Exercise set
a: Please reproduce the article on costume designer William Ivey Long from "Over the years, they" up to and including "and bunny-shaped cookies.".
b: According to the article on costume designer William Ivey Long, for about how long has he been a member of the Parsons Dance Company's board of directors?

Text extract
########
“I’m exhausted. How thrilling,” said William Ivey Long, the Tony Award-winning costume designer, one recent afternoon in his Chelsea town house. On Broadway, Mr. Long has outfitted the players in Cabaret , Chicago , 1776 and Smokey Joe’s Cafe . He has a dozen more shows in performance in other thespian capitals around the world. Come the evening of May 5, the North Carolina native will add a new role to his repertoire: fund-raiser extraordinaire. Mr. Long is the honorary chairman of a benefit that night for the Parsons Dance Company’s debut season at City Center, with dinner and dancing to follow at the Supper Club. Lee Radziwill, Wendy Wasserstein and John Guare are his honorary co-chairmen.
“I’ve never done any organizing or fund-raising before,” he drawled sprightly. “One doesn’t think of it. One thinks of oneself as a child. Why would I possibly be doing some grown-up thing like that for? Something so responsible and fiscal?”
Mr. Long, 50, has been a member of the dance company’s board of directors for about eight years, having met the company’s founder, David Parsons, some 15 years ago when Mr. Parsons danced with the Paul Taylor Company and Mr. Long designed the costumes. Mr. Parsons’ great talent impressed Mr. Long immediately.
“Elegant. Muscular. Ebullient. What else can I say? David is known for splitting his pants when he dances. Paul Taylor, like Twyla Tharp, like their dancers to wear ‘real’ clothes, so the trick designing for David was how to make a crotch gusset with an extension he couldn’t rip. And he’ll always do that extra bit he can do that no one else can when they dance, just to show you.”
Over the years, they became friends, Mr. Parsons and various girlfriends visiting on summer weekends Mr. Long’s house in the Berkshires, near the Jacob’s Pillow Dance Festival. “I associate David with summer and relaxing. Relaxing as much as any of us can. Relax? We can give a nice show of relaxing, but really we’re ticking like a time bomb.”
Cats named Earl and Earnest were tickled aside to make room on the kitchen table for coffee cups and Easter cookies brought from a recent trip south. “Ticks,” he joked, pouring green-candied mocha beans over the plates of bonnet- and bunny-shaped cookies.
Mr. Long had just buried his father, who died in North Carolina after a long illness. “I’m in complete denial,” he said. “That’s the Southern way.”
Through the kitchen door, his town house garden was just going green with the season. The artist Louise Bourgeois lives next door. Mr. Long recalled how Ms. Bourgeois telephoned after he put up some defining walls in his garden. “William, William,” she quietly protested, “you’re cutting me out of your life.”
########
Given data
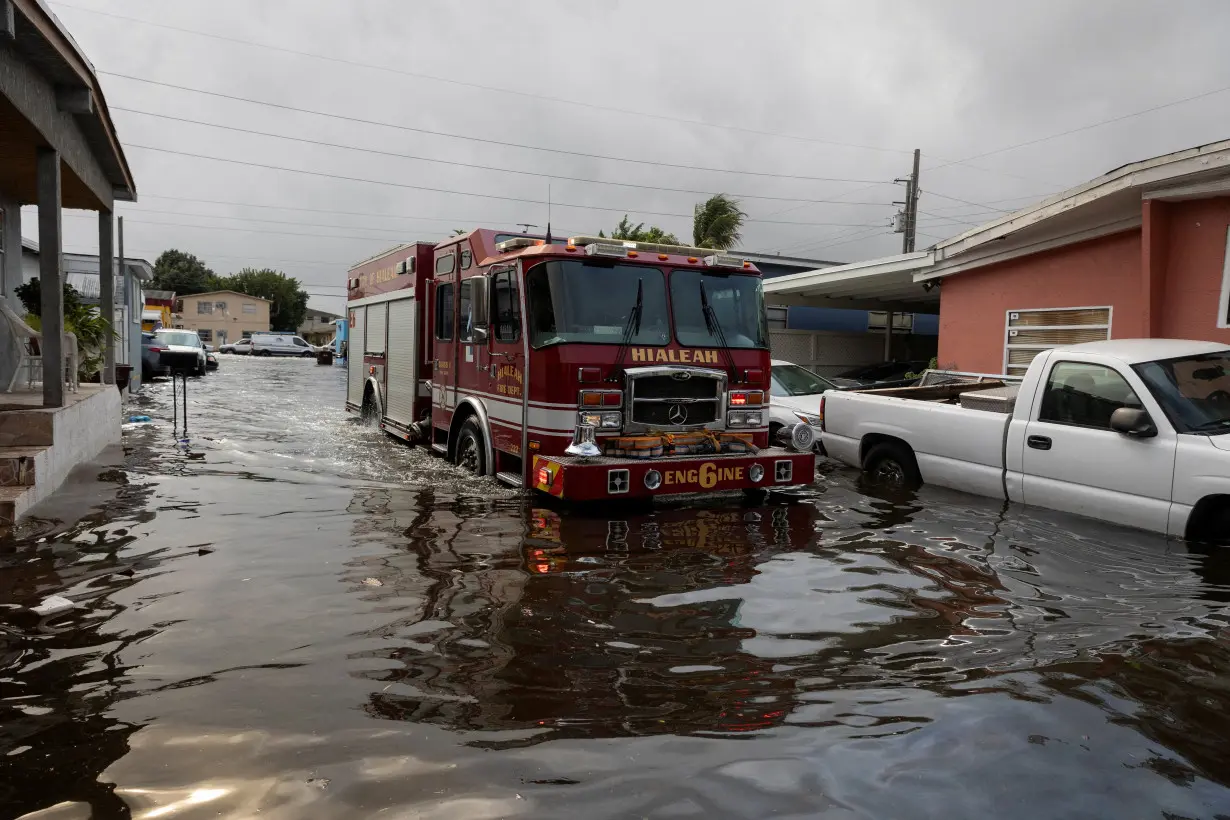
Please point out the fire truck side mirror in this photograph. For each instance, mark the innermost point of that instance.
########
Expected responses
a:
Over the years, they became friends, Mr. Parsons and various girlfriends visiting on summer weekends Mr. Long’s house in the Berkshires, near the Jacob’s Pillow Dance Festival. “I associate David with summer and relaxing. Relaxing as much as any of us can. Relax? We can give a nice show of relaxing, but really we’re ticking like a time bomb.”
Cats named Earl and Earnest were tickled aside to make room on the kitchen table for coffee cups and Easter cookies brought from a recent trip south. “Ticks,” he joked, pouring green-candied mocha beans over the plates of bonnet- and bunny-shaped cookies.

b: About eight years.